- [Exercise instructions]:
Report how many lines in the records hold the string "vertical"; give the number and nothing else.

- [Data extracts]:
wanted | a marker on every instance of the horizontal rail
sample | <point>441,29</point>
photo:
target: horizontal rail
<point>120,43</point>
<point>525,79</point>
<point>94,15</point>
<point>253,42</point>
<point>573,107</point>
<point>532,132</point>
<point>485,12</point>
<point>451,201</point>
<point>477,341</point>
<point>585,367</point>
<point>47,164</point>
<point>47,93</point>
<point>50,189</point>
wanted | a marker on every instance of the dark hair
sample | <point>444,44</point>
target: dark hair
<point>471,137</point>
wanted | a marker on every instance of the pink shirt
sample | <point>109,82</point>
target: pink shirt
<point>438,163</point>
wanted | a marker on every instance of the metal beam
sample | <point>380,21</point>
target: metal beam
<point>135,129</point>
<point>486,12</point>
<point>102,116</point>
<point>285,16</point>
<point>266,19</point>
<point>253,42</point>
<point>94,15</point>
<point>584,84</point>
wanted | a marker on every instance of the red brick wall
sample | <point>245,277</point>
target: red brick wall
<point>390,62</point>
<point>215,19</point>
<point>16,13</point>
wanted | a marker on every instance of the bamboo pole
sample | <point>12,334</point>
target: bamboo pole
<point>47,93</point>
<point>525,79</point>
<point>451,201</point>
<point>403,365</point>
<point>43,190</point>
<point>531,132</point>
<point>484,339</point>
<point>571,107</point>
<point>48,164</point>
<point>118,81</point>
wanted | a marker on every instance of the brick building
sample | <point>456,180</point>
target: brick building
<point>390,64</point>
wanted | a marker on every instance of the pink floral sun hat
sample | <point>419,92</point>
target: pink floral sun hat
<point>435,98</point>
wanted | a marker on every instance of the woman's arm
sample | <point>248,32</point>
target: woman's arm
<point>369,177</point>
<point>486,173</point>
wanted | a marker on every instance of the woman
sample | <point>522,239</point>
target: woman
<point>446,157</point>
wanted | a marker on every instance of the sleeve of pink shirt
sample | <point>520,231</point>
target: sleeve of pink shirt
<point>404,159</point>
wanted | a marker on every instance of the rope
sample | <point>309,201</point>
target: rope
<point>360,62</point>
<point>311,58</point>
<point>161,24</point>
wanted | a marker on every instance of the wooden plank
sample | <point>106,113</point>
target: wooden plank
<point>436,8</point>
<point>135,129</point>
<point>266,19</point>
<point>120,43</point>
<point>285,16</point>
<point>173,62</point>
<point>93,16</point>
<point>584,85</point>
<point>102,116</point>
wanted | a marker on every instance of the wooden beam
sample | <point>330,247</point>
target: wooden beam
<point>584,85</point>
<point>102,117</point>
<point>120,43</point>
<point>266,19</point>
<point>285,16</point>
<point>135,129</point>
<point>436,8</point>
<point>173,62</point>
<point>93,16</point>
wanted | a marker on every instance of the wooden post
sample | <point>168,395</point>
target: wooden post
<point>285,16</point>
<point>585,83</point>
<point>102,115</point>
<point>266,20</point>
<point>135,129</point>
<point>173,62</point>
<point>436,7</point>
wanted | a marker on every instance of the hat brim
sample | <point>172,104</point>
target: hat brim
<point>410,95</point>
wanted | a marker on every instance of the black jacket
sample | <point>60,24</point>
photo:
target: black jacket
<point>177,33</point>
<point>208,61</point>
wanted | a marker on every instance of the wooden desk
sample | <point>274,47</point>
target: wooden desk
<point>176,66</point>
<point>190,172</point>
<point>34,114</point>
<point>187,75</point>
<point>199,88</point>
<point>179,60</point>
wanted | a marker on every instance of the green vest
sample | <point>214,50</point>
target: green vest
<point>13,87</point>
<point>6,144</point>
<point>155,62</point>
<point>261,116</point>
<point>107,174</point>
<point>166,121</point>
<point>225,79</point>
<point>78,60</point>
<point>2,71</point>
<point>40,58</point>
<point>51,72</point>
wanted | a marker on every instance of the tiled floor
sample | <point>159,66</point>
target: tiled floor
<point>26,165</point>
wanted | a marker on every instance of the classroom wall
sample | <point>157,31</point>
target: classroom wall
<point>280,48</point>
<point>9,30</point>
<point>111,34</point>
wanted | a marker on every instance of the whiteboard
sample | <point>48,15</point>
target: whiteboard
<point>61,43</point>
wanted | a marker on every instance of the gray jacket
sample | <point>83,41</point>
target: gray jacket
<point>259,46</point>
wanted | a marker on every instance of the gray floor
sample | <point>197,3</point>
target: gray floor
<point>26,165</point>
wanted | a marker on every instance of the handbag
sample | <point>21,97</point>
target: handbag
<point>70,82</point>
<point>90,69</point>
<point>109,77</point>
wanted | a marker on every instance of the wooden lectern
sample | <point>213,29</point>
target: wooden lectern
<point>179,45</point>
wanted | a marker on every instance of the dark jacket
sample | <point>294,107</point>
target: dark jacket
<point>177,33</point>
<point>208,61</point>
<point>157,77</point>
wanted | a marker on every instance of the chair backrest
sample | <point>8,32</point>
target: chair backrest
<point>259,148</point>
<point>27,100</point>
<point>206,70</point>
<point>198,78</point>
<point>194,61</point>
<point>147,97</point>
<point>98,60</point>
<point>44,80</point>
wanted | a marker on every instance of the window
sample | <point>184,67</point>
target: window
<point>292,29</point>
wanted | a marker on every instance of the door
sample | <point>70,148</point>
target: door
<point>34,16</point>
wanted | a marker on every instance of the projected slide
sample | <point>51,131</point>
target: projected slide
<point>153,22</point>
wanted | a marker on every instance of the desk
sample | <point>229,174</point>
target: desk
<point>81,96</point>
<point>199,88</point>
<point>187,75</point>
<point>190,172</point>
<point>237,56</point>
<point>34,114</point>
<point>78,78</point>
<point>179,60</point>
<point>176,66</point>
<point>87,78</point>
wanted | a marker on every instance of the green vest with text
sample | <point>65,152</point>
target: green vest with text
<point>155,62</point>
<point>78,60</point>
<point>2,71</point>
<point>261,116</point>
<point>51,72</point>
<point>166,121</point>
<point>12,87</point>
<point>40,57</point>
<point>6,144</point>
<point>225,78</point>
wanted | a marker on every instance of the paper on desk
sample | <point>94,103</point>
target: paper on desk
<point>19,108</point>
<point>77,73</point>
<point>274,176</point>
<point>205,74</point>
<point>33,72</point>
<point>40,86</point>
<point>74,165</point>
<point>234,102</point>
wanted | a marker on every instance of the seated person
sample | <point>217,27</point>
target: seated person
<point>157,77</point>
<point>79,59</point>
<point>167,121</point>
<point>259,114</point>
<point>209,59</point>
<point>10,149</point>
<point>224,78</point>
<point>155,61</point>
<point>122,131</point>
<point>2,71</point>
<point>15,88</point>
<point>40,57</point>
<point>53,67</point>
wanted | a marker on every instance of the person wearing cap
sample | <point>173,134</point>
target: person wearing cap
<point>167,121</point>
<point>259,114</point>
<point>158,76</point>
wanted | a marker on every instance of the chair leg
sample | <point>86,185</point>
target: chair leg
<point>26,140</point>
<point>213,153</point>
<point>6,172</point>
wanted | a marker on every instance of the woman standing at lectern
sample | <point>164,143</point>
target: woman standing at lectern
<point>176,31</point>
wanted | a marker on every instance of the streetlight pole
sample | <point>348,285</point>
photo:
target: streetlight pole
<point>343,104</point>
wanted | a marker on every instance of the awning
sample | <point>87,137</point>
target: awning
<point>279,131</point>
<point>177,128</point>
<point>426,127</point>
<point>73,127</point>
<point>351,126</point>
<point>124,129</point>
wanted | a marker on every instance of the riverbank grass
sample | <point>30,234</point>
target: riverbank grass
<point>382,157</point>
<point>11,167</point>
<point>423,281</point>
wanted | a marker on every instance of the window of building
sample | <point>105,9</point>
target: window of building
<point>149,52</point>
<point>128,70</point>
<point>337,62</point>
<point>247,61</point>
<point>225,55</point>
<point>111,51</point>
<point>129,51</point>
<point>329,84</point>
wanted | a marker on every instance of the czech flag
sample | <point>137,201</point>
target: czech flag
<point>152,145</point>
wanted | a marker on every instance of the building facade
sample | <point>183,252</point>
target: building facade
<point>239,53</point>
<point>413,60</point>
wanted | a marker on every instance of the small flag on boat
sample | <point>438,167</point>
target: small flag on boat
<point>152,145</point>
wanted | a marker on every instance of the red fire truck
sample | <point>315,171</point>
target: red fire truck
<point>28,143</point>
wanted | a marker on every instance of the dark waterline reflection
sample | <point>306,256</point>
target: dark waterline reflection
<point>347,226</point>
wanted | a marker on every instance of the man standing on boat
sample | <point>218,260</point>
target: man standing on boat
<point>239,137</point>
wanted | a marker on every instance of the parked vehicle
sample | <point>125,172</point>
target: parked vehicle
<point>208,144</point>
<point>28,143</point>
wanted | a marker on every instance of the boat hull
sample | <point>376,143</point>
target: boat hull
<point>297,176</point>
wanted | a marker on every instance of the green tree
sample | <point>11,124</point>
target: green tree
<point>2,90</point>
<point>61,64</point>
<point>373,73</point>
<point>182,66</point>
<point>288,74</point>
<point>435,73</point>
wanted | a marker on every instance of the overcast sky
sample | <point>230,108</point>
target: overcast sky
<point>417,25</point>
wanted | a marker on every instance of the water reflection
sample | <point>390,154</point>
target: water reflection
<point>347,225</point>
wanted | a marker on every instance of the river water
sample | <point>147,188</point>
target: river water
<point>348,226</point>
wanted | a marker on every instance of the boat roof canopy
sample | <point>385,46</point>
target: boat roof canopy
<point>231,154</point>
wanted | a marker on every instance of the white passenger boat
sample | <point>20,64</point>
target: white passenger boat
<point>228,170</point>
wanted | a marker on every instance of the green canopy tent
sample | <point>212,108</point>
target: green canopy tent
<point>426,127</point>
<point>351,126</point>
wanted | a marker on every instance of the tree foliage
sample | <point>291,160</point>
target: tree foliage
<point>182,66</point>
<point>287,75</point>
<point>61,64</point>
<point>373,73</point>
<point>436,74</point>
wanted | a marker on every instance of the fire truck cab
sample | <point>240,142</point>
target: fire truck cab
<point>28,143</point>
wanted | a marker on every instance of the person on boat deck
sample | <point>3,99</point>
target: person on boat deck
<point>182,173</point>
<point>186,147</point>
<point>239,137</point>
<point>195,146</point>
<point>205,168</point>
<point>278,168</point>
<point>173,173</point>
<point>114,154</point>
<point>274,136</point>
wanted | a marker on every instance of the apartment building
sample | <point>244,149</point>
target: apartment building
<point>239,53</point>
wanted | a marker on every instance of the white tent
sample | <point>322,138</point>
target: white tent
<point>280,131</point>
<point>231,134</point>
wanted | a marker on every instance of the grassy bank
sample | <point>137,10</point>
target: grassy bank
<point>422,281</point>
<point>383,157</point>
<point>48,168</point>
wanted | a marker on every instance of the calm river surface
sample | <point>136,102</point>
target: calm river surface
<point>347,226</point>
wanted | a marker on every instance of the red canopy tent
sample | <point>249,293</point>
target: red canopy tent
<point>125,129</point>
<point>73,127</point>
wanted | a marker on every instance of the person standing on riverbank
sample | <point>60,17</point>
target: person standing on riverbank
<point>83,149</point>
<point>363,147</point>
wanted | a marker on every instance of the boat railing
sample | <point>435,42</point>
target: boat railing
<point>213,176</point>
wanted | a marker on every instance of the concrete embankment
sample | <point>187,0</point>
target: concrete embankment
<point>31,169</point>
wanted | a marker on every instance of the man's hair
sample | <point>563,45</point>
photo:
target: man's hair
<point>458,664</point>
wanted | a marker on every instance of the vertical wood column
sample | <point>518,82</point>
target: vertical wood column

- [Reply to the task]:
2